Dataset rows
________________________

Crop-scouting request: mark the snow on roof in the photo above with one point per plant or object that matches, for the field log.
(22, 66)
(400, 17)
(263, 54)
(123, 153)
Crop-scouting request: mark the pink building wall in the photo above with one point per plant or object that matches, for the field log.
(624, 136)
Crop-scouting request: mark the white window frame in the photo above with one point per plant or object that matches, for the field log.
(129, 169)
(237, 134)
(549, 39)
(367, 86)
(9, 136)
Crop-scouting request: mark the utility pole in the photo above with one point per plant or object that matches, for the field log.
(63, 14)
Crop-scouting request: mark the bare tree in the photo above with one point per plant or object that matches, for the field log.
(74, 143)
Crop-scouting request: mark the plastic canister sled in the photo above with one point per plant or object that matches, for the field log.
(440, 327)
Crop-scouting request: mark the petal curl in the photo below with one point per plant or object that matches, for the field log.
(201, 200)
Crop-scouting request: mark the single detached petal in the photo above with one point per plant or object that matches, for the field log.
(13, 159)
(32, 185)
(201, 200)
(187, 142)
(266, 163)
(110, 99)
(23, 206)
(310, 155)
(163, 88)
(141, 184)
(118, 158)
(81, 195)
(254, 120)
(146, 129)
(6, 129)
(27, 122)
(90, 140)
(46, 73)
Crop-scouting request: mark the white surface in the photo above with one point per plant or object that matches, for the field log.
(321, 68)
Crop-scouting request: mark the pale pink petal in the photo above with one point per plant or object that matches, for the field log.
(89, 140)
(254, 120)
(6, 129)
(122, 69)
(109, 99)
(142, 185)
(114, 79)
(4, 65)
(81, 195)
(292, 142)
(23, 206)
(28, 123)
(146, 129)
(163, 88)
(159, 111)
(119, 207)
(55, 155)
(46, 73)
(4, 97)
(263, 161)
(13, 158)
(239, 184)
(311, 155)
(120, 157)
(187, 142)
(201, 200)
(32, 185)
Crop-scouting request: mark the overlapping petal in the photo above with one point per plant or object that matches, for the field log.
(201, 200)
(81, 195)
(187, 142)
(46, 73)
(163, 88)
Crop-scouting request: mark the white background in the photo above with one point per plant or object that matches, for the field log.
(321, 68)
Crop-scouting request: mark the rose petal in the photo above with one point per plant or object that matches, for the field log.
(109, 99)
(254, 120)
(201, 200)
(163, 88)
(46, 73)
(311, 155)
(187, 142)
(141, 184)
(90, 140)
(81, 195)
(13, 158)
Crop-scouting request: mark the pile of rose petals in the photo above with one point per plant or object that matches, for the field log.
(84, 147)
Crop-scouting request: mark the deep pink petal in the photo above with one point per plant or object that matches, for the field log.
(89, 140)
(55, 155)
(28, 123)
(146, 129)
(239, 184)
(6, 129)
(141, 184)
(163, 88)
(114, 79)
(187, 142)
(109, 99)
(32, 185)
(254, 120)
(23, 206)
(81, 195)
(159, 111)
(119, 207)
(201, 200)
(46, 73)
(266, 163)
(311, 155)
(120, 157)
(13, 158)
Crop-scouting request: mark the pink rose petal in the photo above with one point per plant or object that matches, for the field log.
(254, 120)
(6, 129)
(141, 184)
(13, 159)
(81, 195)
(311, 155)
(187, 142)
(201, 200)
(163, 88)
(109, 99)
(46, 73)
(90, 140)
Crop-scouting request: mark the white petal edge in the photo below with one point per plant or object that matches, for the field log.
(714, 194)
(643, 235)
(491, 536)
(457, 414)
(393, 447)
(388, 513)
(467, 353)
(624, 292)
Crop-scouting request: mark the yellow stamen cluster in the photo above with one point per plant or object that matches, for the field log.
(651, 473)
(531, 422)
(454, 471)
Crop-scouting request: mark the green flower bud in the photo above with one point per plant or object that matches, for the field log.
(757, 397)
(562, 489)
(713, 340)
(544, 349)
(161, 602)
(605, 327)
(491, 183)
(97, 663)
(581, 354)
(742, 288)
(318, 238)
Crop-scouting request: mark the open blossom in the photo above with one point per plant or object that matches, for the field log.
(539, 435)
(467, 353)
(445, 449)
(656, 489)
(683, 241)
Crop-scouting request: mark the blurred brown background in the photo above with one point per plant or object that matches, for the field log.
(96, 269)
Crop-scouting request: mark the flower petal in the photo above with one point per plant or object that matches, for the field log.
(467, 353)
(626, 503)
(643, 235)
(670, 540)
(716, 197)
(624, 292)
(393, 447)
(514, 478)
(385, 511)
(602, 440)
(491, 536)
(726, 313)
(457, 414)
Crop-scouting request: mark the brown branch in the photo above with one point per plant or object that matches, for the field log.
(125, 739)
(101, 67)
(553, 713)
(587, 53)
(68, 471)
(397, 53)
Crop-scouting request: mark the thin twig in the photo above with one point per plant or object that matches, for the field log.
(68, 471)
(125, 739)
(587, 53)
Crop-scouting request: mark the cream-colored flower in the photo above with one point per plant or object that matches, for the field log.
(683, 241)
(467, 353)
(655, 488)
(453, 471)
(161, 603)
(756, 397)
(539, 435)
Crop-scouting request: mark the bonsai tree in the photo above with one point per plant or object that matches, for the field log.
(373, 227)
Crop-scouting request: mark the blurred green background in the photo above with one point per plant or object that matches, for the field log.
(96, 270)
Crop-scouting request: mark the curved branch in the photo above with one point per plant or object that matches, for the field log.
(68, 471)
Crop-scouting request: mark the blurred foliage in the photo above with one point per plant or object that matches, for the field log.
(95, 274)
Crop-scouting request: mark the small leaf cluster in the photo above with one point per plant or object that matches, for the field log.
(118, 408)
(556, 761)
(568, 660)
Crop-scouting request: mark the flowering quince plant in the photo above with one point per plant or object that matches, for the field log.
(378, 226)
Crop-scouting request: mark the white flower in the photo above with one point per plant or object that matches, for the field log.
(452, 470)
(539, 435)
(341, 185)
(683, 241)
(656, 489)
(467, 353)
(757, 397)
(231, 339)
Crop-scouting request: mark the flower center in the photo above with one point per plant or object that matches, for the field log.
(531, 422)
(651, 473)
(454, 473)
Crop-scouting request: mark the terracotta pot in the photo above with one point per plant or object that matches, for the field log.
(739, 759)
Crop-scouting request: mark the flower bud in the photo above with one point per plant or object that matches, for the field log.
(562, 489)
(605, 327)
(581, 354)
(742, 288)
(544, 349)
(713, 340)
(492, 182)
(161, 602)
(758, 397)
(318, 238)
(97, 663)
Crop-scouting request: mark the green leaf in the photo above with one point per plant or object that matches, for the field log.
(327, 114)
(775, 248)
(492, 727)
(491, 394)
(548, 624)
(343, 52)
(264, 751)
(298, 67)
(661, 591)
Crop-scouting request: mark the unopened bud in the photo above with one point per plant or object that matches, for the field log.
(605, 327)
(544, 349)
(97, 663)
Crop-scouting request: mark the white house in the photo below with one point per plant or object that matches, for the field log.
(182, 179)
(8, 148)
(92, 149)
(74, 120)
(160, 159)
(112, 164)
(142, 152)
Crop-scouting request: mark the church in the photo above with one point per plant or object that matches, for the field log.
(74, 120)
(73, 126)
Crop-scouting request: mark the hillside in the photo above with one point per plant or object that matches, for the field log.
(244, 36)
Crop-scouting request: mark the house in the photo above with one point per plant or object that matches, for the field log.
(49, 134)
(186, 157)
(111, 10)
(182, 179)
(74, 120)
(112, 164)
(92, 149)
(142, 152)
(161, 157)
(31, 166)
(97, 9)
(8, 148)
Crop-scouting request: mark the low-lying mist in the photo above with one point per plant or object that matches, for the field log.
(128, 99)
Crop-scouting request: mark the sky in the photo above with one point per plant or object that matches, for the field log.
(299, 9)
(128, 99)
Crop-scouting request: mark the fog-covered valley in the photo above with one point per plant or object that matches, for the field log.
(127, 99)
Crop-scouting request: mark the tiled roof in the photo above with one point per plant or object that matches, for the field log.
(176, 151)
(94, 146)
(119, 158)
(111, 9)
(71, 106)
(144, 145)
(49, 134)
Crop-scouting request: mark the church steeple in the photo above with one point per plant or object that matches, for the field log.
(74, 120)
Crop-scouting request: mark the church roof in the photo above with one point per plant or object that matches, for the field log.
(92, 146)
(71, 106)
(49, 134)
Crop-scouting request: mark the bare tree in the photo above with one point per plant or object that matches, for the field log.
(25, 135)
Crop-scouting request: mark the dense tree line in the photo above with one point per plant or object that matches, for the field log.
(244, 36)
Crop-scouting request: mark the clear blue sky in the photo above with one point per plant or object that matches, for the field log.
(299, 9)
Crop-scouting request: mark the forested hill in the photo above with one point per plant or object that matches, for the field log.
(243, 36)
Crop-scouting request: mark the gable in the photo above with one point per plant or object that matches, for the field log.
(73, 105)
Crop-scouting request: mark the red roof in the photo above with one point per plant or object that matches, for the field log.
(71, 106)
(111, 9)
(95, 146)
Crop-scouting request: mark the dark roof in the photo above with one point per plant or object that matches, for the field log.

________________________

Work to complete:
Extract, exactly as they appear, the lines from the one containing "Crop-scouting request: mark the clear" through the final line.

Task output:
Crop-scouting request: mark the clear blue sky in the photo above with one point per plant or object that matches, for the field log.
(299, 9)
Crop-scouting request: mark the forested hill in the photo above with one point per plant or object that matches, for the field log.
(243, 36)
Crop-scouting request: mark the gable in the photo above with one point per plant or object that matches, for the field log.
(73, 105)
Crop-scouting request: mark the red roof in the photo above with one point per plant or object that matches, for the field log.
(71, 106)
(111, 9)
(95, 146)
Crop-scouting request: mark the dark roof in the photo above with one point per plant or object that matches, for the field log.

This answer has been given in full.